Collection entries
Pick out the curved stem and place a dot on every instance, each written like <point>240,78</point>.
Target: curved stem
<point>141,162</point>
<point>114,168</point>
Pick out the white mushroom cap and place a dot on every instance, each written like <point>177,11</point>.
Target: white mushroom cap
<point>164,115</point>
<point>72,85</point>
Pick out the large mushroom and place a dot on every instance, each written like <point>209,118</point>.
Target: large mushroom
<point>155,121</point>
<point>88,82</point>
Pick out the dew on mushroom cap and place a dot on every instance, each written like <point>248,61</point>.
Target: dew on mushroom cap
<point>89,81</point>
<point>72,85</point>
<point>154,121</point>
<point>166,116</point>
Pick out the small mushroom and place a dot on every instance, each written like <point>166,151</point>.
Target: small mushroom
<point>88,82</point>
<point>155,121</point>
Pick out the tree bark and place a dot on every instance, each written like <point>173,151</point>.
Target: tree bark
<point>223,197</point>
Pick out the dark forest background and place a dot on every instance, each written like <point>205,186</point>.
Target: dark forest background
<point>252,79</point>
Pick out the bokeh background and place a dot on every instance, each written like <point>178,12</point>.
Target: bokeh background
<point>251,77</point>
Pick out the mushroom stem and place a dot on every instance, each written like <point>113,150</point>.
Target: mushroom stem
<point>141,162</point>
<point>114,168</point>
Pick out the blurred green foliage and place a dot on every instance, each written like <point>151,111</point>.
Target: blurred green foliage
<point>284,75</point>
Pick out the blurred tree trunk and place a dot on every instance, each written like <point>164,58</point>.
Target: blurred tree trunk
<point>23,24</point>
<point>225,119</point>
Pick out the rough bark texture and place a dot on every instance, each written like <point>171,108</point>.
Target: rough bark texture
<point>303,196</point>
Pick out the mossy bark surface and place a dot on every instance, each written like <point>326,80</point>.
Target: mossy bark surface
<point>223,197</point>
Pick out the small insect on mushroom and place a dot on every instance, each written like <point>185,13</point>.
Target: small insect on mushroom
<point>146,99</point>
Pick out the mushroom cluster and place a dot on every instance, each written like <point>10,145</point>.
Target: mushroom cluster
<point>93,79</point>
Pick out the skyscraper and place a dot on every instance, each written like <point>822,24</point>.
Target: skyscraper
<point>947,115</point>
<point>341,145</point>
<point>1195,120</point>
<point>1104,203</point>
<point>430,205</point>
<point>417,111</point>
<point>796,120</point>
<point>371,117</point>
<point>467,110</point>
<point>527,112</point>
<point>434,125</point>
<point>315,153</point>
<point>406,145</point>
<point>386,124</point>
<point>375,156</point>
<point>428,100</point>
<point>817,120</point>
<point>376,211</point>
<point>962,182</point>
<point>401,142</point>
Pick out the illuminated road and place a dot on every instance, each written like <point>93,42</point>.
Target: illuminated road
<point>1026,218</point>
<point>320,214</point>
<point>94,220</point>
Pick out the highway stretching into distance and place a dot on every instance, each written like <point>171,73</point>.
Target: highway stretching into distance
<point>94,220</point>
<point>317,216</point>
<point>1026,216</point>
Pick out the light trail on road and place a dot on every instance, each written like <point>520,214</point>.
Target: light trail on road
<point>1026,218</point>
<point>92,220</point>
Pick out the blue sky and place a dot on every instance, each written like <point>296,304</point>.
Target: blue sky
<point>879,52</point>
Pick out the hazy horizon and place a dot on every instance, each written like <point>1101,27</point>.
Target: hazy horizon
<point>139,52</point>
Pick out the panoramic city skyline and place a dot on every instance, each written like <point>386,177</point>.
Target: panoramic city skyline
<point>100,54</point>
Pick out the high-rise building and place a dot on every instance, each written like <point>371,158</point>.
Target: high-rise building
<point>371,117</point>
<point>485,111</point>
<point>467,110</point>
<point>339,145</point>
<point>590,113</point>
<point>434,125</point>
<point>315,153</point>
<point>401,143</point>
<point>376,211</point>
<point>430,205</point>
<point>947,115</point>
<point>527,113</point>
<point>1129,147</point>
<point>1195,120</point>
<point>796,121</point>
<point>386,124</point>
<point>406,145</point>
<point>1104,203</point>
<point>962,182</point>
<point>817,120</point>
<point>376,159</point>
==
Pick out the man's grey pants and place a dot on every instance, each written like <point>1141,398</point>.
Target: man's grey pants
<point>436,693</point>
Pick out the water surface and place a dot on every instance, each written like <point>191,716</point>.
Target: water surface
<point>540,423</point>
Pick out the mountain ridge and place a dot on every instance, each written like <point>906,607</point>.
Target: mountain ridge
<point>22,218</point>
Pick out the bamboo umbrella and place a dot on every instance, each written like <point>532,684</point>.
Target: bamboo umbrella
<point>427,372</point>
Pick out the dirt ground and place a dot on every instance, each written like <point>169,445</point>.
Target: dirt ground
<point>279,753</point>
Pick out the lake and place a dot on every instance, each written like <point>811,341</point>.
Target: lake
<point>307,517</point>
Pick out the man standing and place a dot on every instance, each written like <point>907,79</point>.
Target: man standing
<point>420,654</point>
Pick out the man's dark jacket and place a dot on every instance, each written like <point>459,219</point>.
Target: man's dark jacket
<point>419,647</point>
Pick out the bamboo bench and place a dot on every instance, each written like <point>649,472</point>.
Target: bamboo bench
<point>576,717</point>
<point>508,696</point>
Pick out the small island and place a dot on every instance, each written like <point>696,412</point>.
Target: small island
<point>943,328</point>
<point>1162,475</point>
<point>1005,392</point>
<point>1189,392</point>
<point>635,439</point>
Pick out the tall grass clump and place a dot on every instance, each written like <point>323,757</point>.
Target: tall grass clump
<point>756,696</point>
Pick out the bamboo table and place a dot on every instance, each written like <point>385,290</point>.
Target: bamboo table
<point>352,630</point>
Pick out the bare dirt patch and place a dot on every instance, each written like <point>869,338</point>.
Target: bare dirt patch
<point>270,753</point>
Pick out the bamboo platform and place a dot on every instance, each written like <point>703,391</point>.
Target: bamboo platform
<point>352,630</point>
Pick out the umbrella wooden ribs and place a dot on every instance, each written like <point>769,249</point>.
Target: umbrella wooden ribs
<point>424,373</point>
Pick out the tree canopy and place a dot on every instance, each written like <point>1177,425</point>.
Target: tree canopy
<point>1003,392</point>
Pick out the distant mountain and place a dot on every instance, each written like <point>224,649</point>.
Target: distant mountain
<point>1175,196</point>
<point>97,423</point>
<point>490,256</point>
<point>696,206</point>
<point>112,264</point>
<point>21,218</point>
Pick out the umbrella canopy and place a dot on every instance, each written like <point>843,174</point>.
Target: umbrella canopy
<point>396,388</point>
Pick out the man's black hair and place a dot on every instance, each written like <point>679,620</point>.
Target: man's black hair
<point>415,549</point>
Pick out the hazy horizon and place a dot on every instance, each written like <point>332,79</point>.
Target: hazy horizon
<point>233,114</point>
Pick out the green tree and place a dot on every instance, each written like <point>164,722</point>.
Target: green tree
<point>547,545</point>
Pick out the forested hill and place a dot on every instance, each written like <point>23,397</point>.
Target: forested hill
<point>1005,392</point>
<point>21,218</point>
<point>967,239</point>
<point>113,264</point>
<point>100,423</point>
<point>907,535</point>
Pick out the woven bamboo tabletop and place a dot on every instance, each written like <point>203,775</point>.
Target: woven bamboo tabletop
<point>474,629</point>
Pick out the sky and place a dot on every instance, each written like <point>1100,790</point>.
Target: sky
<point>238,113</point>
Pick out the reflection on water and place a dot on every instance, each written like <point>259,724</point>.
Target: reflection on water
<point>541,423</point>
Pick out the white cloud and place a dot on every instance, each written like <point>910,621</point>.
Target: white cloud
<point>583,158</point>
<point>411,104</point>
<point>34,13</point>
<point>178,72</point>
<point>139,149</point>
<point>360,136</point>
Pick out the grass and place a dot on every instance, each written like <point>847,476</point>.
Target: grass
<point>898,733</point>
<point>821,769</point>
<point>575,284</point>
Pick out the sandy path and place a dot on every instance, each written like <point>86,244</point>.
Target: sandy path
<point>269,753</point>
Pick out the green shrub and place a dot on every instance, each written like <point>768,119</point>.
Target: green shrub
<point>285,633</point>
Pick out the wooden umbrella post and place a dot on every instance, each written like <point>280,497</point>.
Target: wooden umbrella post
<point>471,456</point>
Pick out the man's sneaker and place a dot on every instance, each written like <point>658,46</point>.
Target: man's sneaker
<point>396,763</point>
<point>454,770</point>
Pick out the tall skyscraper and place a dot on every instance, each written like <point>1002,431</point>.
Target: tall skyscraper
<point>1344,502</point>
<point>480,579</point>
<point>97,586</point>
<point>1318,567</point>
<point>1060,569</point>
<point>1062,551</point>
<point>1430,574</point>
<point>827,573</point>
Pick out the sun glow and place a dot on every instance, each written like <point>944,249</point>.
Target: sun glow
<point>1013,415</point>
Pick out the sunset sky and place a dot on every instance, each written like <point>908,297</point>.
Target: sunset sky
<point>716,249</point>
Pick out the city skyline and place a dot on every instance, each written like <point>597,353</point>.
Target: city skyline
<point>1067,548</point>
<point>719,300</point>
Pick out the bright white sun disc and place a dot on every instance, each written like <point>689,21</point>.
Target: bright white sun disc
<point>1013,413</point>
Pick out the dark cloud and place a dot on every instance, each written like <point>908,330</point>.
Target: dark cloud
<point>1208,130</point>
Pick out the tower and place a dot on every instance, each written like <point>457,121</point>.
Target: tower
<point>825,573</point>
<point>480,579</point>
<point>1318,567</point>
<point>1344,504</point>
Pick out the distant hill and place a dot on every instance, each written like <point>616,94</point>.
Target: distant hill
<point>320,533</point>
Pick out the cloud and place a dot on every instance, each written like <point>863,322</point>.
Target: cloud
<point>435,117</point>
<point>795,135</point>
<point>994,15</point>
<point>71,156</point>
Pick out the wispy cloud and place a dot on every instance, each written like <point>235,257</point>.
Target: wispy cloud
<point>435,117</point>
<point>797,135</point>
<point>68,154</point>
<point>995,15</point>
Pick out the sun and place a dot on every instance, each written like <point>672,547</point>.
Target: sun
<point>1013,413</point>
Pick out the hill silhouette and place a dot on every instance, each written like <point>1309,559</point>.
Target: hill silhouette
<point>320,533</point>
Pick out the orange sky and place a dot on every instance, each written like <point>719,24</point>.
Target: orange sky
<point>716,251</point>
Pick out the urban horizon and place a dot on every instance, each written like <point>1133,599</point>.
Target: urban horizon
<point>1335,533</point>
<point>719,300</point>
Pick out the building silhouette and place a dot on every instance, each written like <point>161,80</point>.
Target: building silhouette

◆ Aim of the exercise
Reproduce the material from the line with "Pick out the mushroom stem" up to and including the line with "<point>93,79</point>", switching "place a dot" to "put a mark" and leaving everything else unchanged.

◆ Correct response
Pick out the mushroom stem and put a mark on every instance, each written like <point>113,150</point>.
Target: mushroom stem
<point>141,162</point>
<point>114,168</point>
Pick out the blurred green foliage and put a mark on every instance, each written like <point>151,111</point>.
Target: blurred green foliage
<point>284,75</point>
Pick out the blurred tree trunk and put a mark on every instance, each written like <point>164,58</point>.
Target: blurred tree trunk
<point>23,24</point>
<point>225,119</point>
Pick out the rough bark texture and put a mark on every instance, each written like <point>171,108</point>.
Target: rough bark texture
<point>303,196</point>
Pick out the mossy bark surface and put a mark on every instance, each written like <point>326,80</point>.
Target: mossy bark surface
<point>223,197</point>
Pick out the small insect on mushroom and put a mark on every instance, each written like <point>185,13</point>.
Target: small insect on mushroom
<point>146,99</point>
Pick out the mushroom cluster and put a mark on every instance, each written like <point>10,145</point>.
Target: mushroom cluster
<point>93,79</point>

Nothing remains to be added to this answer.